Andreas Andreakis a écrit :
hi,
sorry to send you an email regarding commons math directly. I tried to
subscribe to the mailing list, but for some reason, I was considered as
spam.
Thus I chose two members randomly.
Well, anyway :) I want to find a solution to the following problem:
(explained by example)
1 *c1 + 4 * c2 + 4* c3 + 4 * c4 = 2.5
1 *c1 + 4 * c2 + 1* c3 + 4 * c4 = 3.0
here the constraints:
1) c1+c2+c3+c4 = 1 (of course this could be expressed as an additional
equation: c1 + c2 + c3 + c4 = 1.0)
2) c1,c2,c3 and c4 are all positive
Important is that I need only one and feasible solution, thus the
computation should be as fast as possible. So there is no need to search
for every possible result.
And it needs to work with doubles (not only integers, because some
libraries work only with integers)
Actually the solution needs to scale for several dozens c´s ( there will
not be only 4 like c1,c2,c3,c4), but more like 50 c1, c2,...,c49, c50
And there will not be only two equations (like in the example) but
several hundred.
So the questions are:
1) can I find a solution using commons math. There is an optimization
package, but I could not figure out how to use it?
In this case, the estimation package is more suited to your needs. There
are much better methods for such problems, but they are not available in
commons-math.
The Levenberg-Marquardt solver implemented in thie estimation package
should support both under- and over-determined problems (i.e. either
more equations than variables or more variables than equations). The
case with more variable than equations is still considered experimental,
though. I did use it for such non homogeneous linear problems without
problems myself.
This solver does not completely fit your needs as is because it
currently do not handle constraints. You will have to set up an
intermediate unconstrained problem that can be solved and from which the
solution of your constrained problem can be derived. Here are a few
tricks to do that, take care, they may induce numerical problems:
For equality constraints, either add the constraint to the equation set
or remove one parameter (say c1) from the parameter set and compute it
as needed by solving the constraint each time from the values of the
other ones, i.e. compute c1 = 1 - f(c2, c3, ..., cn).
For simple bounds constraints on parameters (such as ck > ak), replace
the real parameter ck by an unconstrained parameter pk using
ck = ak + pk² (or ak - pk² if the constraint was ck < ak)
For interval constraints on parameters (such as lowk < ck < highk),
replace the real parameter ck by an unconstrained parameter pk using
ck = [ lowkk + highk ] / 2 + atan(pk) * [ highk - lowk ] / pk
Once you have changed your problem using these pk, it is an
unconstrained problem that can be solved by our implementation of
Levenberg-Marquardt. Once you have the pk values, you compute the ck values.
2) how will the performance be ?
Since the problem is linear, the performance should be fair.
3) could you give me a code snipped which is able to compute the given
example ? (I will generalize it then myself)

* [JOB A]: In the commons math email thread, which case does the reply call still experimental for the Levenberg-Marquardt solver?
* [JOB B]: Carry the commons math email thread forward, picking up right after its last line.

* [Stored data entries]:
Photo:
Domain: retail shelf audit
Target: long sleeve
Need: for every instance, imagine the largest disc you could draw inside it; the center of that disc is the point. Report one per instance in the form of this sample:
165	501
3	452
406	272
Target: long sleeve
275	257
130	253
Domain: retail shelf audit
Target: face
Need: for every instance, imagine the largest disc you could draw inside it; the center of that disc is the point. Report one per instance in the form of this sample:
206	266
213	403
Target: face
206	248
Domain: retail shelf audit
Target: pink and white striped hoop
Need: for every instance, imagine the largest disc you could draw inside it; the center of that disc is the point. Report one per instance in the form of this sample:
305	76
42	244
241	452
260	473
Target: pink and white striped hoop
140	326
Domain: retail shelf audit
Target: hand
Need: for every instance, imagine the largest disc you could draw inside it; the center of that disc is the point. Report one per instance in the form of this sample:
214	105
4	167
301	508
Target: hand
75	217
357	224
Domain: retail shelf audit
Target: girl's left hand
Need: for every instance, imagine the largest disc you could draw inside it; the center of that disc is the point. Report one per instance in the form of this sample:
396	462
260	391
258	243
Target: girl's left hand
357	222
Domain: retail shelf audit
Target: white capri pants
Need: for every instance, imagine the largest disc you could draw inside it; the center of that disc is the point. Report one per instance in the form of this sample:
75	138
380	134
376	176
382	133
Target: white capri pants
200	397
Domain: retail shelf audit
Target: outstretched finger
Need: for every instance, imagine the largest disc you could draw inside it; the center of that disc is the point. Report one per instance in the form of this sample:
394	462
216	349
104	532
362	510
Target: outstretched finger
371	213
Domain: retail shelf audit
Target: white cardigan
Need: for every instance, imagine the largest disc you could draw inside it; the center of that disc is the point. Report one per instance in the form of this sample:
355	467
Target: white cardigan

* [EXPECTED ANSWER A]: The case with more variables than equations.

* [EXPECTED ANSWER B]:
Try something along these lines. Take care, I wrote this exemple
directly in the mail, I did not attempt to even compile it ;-)
Hope this helps,
Luc
import org.apache.commons.math.estimation.EstimatedParameter;
import org.apache.commons.math.estimation.EstimationException;
import org.apache.commons.math.estimation.LevenbergMarquardtEstimator;
import org.apache.commons.math.estimation.SimpleEstimationProblem;
import org.apache.commons.math.estimation.WeightedMeasurement;
public class LinearConstrainedProblem extends SimpleEstimationProblem {
public static void main(String[] args) {
try {
// create the uninitialized problem
LinearConstrainedProblem pb =
new LinearConstrainedProblem(0.25, 0.25, 0.25, 0.25)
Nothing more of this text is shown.